##### SOURCE DOCUMENT

Even assuming each new iteration of Big Pimpin' contained its own statute of limitations period, plaintiff was on constructive notice as of December 2000 that there may exist one or more infringing compositions containing elements from Khosara, Khosara. The Ninth Circuit has held that a plaintiff may recover damages occurring outside the three-year window only if "the copyright owner did not discover-and reasonably could not have discovered-the infringement before the commencement of the three-year limitation period." Polar Bear, 384 F.3d at 706 (emphasis added). The general discovery rule creates a "disjunctive two-prong test of actual or constructive notice, under which the statute begins to run under either prong. . . . The plaintiff is deemed to have had constructive knowledge if it had enough information to warrant an investigation which, if reasonably diligent, would have led to discovery of the [claim.]" Pincay v. Andrews, 238 F.3d 1106, 1109--10 (9th Cir. 2001). Here, plaintiff became aware of the alleged infringement of Khosara, Khosara by December 2000 at the latest, and thus was put on constructive notice that there may be more infringing works on the market (especially produced by the same alleged infringer). This is bolstered by the fact that plaintiff governs his uncle's entire music catalog and is charged with making business decisions concerning those songs. See Declaration of Osama Fahmy ("Fahmy Decl.") ¶ 3. Plaintiff therefore had a duty to investigate whether other "products" contained the same infringement. E.g., Wood v. Santa Barbara Chamber of Commerce,

, 705 F.2d 1515, 1521 (9th Cir. 1983) ("[E]quity will impute to a litigant knowledge of facts that would have been revealed by reasonably required further investigation."); Indus. Constructors Corp. v. Bureau of Reclamation, 15 F.3d 963, 969 (10th Cir. 1994) ("A plaintiff need not know the full extent of his injuries before the statute of limitations begins to run."); Kepner-Tregoe, Inc. v. Exec. Dev., Inc., 79 F. Supp. 2d 474, 488 (D.N.J. 1999) ("[U]pon discovering one infringing work, plaintiff had a duty to monitor the defendant's additional published works because '[a] reasonable [copyright owner], motivated by his interest in recovering for and preventing infringement, keeps abreast of the activities of those in his field of endeavor.'") (quoting Wanlass v. Gen. Elec. Co., 148 F.3d 1334, 1339 (Fed. Cir. 1998)).

Accordingly, the Court concludes that plaintiff may recover damages from any infringement only within three years prior to the filing of his lawsuit-i.e., from August 31, 2004 to the present-unless he can provide other bases for equitably tolling the statute.

A. Whether Plaintiff Has Proved Equitable Tolling

The Court is unpersuaded by any of the three bases offered by plaintiff for why the statutory period should be equitably tolled in this case.

##########
##### LISTING

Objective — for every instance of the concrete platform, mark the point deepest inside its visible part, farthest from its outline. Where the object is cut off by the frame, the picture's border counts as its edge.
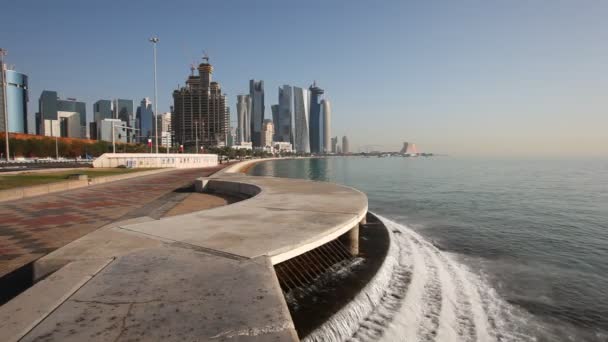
(197, 277)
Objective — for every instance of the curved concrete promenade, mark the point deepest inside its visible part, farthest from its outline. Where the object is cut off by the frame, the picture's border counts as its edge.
(202, 276)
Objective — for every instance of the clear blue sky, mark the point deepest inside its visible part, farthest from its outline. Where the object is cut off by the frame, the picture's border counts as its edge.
(460, 77)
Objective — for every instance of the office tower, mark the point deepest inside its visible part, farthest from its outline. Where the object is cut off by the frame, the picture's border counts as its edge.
(316, 123)
(115, 126)
(199, 112)
(345, 145)
(123, 110)
(102, 110)
(164, 129)
(61, 118)
(15, 88)
(243, 109)
(267, 133)
(326, 115)
(275, 121)
(256, 91)
(301, 102)
(145, 121)
(285, 127)
(334, 145)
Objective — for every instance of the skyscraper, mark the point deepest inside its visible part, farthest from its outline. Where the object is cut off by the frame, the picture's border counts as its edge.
(199, 112)
(334, 145)
(326, 115)
(243, 109)
(316, 122)
(267, 133)
(60, 118)
(145, 120)
(285, 128)
(275, 120)
(345, 145)
(301, 115)
(256, 91)
(16, 100)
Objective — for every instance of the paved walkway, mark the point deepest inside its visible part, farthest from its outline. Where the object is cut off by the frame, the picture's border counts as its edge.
(33, 227)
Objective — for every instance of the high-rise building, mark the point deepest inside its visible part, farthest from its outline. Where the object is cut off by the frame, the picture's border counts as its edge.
(301, 102)
(267, 133)
(316, 122)
(145, 121)
(199, 112)
(326, 115)
(243, 109)
(256, 91)
(15, 87)
(285, 127)
(102, 109)
(60, 118)
(345, 145)
(334, 145)
(275, 121)
(164, 129)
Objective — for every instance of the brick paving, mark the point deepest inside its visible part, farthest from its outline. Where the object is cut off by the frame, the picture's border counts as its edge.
(33, 227)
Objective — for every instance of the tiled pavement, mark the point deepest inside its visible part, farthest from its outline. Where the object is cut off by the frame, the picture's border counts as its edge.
(33, 227)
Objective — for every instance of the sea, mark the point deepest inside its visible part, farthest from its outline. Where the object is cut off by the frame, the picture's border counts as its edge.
(491, 249)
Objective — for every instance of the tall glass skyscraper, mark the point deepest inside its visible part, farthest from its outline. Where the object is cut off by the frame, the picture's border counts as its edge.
(16, 101)
(243, 108)
(326, 115)
(285, 128)
(316, 122)
(301, 103)
(256, 91)
(102, 109)
(145, 120)
(56, 117)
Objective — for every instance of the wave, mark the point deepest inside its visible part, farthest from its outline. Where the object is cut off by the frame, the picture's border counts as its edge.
(423, 294)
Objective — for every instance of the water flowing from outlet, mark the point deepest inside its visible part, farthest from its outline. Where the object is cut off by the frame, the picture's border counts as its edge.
(421, 293)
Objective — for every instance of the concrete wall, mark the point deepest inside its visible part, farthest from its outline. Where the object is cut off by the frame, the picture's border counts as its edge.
(161, 160)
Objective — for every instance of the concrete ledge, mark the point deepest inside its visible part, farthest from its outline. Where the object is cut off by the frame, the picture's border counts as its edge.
(207, 275)
(38, 190)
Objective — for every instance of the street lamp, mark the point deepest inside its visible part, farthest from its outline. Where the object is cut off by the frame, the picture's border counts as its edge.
(3, 53)
(154, 41)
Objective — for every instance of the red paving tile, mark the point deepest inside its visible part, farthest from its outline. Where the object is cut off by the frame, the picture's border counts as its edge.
(33, 227)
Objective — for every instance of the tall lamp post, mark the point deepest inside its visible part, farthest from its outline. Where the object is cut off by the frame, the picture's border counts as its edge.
(3, 53)
(154, 41)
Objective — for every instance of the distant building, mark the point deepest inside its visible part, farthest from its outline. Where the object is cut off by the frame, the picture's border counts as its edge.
(60, 118)
(285, 127)
(164, 129)
(256, 91)
(120, 132)
(144, 119)
(334, 145)
(275, 120)
(16, 100)
(301, 115)
(316, 122)
(282, 147)
(200, 112)
(326, 115)
(345, 145)
(243, 112)
(267, 133)
(123, 110)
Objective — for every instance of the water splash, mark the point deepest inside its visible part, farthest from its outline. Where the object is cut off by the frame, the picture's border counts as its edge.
(423, 294)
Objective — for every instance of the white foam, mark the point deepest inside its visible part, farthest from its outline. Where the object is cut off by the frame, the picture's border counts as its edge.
(422, 294)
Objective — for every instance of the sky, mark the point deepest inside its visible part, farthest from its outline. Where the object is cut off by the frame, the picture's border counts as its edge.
(470, 78)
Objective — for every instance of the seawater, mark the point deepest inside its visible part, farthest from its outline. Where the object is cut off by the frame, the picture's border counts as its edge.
(482, 250)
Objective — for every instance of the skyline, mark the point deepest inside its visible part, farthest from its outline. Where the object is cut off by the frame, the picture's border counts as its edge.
(464, 79)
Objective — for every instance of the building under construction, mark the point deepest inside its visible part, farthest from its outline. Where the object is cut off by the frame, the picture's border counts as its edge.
(200, 115)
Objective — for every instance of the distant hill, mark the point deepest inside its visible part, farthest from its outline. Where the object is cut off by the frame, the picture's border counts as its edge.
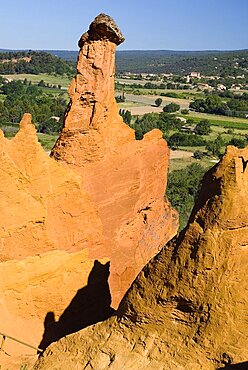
(33, 62)
(169, 61)
(210, 62)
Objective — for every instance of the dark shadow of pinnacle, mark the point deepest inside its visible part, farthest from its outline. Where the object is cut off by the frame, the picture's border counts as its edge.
(90, 305)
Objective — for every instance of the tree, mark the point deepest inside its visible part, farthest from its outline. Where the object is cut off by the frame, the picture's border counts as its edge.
(203, 127)
(158, 102)
(172, 107)
(183, 188)
(126, 115)
(214, 147)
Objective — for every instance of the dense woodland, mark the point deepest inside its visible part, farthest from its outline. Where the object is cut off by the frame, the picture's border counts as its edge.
(34, 62)
(220, 63)
(21, 97)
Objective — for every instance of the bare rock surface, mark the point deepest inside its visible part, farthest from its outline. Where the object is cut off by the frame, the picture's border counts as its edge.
(125, 178)
(187, 309)
(77, 228)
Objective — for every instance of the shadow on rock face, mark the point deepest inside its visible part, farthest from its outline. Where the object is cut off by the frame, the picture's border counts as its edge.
(90, 305)
(240, 366)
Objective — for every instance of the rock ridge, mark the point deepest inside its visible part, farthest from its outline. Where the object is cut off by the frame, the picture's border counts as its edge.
(187, 309)
(89, 216)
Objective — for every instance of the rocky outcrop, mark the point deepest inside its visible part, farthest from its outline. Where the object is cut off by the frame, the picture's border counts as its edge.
(77, 228)
(125, 178)
(187, 309)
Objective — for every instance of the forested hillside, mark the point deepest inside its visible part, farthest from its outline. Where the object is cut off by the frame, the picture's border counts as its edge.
(34, 62)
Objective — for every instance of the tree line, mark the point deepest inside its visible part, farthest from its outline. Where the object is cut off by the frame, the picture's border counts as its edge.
(20, 98)
(34, 62)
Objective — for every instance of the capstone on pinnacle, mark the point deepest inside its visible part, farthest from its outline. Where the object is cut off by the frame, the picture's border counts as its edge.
(103, 27)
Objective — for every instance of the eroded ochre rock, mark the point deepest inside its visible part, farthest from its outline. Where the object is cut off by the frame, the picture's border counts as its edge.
(98, 199)
(188, 308)
(125, 178)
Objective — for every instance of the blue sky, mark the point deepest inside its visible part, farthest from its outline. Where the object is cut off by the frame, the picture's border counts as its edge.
(157, 24)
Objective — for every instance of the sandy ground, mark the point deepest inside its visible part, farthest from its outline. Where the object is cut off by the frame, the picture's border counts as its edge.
(180, 154)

##########

◆ OBJECTIVES
1. In the court opinion on Big Pimpin', for what period may the plaintiff recover damages for infringement?
2. Pick up the court opinion on Big Pimpin' after its last sentence and keep writing it.

◆ ANSWERS FOR THE TASKS
1. From August 31, 2004 to the present, the three years before he filed his lawsuit, unless he can provide other bases for equitably tolling the statute.

2.
First, the mere fact that plaintiff lived in Egypt and speaks little to no English does not toll the statutory period. In Jaso v. The Coca Cola Co., the Fifth Circuit rejected an equitable tolling argument made by a plaintiff residing in Mexico: "[Plaintiff] claims that he could not commence his lawsuit against Defendants from Mexico and had to wait until he arrived in the United States in 2008. The district court correctly rejected this argument." 2011 WL 3279202, *9 (5th Cir. 2011) (also noting that "a plaintiff who 'fails to act diligently cannot invoke equitable principles to excuse that lack of diligence,'" regardless where he or she lives) (quoting Baldwin Cnty. Welcome Ctr. v. Brown, 466 U.S. 147, 152 (1984) (per curium)). Moreover, plaintiff admits he had knowledge of the factual basis of his claim no later than December 2000, and ignorance of the law or difficulty in bringing suit are not grounds for equitable tolling. See Sperling v. White, 30 F. Supp. 2d 1246, 1254 (C.D. Cal. 1998) (holding that no "extraordinary circumstances" existed to toll AEDPA statute of limitations despite petitioner's "[i]gnorance of the law and lack of legal assistance") (internal quotation marks and citation omitted); Allan v. GreenPoint Mortg. Funding, 730 F. Supp. 2d 1071, 1076 (N.D. Cal. 2010) ("Equitable tolling is appropriate only when 'despite all due diligence a plaintiff is unable to obtain vital information bearing on the existence of his claim.'") (quoting Santa Maria v. Pac.

, 202 F.3d 1170, 1178 (9th Cir. 2000)).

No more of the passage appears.